YOUR GOAL
Rewrite every entry below as a Markdown table with two columns, Row and Line. Give each line its own row number, and leave out any blank lines.

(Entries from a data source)
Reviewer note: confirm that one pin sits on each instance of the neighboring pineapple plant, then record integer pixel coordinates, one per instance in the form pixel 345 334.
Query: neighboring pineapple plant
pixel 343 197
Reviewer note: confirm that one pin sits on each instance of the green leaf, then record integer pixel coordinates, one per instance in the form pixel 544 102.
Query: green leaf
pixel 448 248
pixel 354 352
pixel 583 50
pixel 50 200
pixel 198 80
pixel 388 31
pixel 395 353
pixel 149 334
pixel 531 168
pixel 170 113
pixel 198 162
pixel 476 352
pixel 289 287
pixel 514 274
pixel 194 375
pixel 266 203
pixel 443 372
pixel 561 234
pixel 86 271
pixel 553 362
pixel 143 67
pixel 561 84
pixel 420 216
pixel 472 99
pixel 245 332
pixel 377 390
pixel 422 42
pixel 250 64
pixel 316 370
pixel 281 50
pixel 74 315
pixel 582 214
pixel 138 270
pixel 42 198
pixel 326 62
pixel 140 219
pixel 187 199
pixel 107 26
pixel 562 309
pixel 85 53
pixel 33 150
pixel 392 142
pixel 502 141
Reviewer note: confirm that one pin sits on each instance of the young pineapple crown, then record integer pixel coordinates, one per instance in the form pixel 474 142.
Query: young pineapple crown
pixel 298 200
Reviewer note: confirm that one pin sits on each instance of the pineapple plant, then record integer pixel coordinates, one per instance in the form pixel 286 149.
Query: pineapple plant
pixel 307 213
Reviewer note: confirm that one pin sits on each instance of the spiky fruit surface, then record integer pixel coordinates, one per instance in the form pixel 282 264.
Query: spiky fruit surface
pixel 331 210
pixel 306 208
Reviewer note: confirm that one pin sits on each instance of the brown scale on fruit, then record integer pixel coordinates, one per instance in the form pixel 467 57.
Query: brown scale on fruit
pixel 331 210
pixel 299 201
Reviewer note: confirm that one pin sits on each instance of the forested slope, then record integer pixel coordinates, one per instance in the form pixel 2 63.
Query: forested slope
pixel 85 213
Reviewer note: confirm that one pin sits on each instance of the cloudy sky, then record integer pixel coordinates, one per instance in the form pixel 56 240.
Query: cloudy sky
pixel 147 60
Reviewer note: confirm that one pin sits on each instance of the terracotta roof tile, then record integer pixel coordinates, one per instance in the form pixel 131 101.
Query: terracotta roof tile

PROBLEM SOLUTION
| Row | Line |
|---|---|
| 1 | Reviewer note: confirm that one pin sits on each instance of the neighboring pineapple plant, then record integer pixel coordinates, one per instance in the form pixel 345 334. |
| 2 | Query: neighboring pineapple plant |
| 3 | pixel 343 197 |
| 4 | Reviewer note: confirm that one pin sits on each instance of the green leaf, then record integer pixel coordinates, one per instance in the form pixel 544 102. |
| 5 | Query: green leaf |
| 6 | pixel 448 248 |
| 7 | pixel 354 352 |
| 8 | pixel 583 50 |
| 9 | pixel 50 200 |
| 10 | pixel 198 80 |
| 11 | pixel 388 31 |
| 12 | pixel 395 353 |
| 13 | pixel 149 334 |
| 14 | pixel 531 168 |
| 15 | pixel 170 113 |
| 16 | pixel 198 162 |
| 17 | pixel 476 352 |
| 18 | pixel 289 287 |
| 19 | pixel 514 274 |
| 20 | pixel 194 375 |
| 21 | pixel 266 203 |
| 22 | pixel 443 372 |
| 23 | pixel 561 234 |
| 24 | pixel 86 271 |
| 25 | pixel 553 362 |
| 26 | pixel 143 67 |
| 27 | pixel 561 84 |
| 28 | pixel 420 216 |
| 29 | pixel 472 99 |
| 30 | pixel 245 332 |
| 31 | pixel 377 390 |
| 32 | pixel 422 42 |
| 33 | pixel 250 64 |
| 34 | pixel 316 370 |
| 35 | pixel 281 50 |
| 36 | pixel 74 315 |
| 37 | pixel 582 214 |
| 38 | pixel 138 270 |
| 39 | pixel 42 198 |
| 40 | pixel 326 62 |
| 41 | pixel 140 219 |
| 42 | pixel 187 199 |
| 43 | pixel 107 26 |
| 44 | pixel 562 309 |
| 45 | pixel 85 53 |
| 46 | pixel 33 150 |
| 47 | pixel 392 142 |
| 48 | pixel 502 141 |
| 49 | Reviewer note: confirm that one pin sits on each instance of the young pineapple crown, then record integer pixel coordinates, one per instance in the form pixel 474 142. |
| 50 | Query: young pineapple crown |
| 51 | pixel 298 200 |
| 52 | Reviewer note: confirm that one pin sits on each instance of the pineapple plant, then record integer pixel coordinates, one per instance in the form pixel 286 149. |
| 53 | Query: pineapple plant |
| 54 | pixel 307 213 |
| 55 | Reviewer note: confirm that one pin sits on each instance of the spiky fruit surface, then record integer pixel coordinates, one per instance in the form pixel 282 264. |
| 56 | Query: spiky fruit surface |
| 57 | pixel 331 210 |
| 58 | pixel 306 208 |
| 59 | Reviewer note: confirm that one pin sits on each instance of the brown scale on fruit, then record integer pixel coordinates, one per instance in the form pixel 467 57. |
| 60 | Query: brown scale on fruit |
| 61 | pixel 331 210 |
| 62 | pixel 299 201 |
| 63 | Reviewer note: confirm that one pin sits on each instance of the forested slope, then record integer pixel coordinates, one per instance in the form pixel 2 63. |
| 64 | Query: forested slope |
| 65 | pixel 85 213 |
| 66 | Reviewer note: confirm that one pin sits on each instance of the cloudy sky, then record integer pixel coordinates, one per instance in the form pixel 56 240. |
| 67 | Query: cloudy sky |
| 68 | pixel 147 60 |
| 69 | Reviewer note: confirm that one pin sits on each instance of the terracotta roof tile, then record integer pixel coordinates, one per instance in the form pixel 131 101. |
| 70 | Query: terracotta roof tile |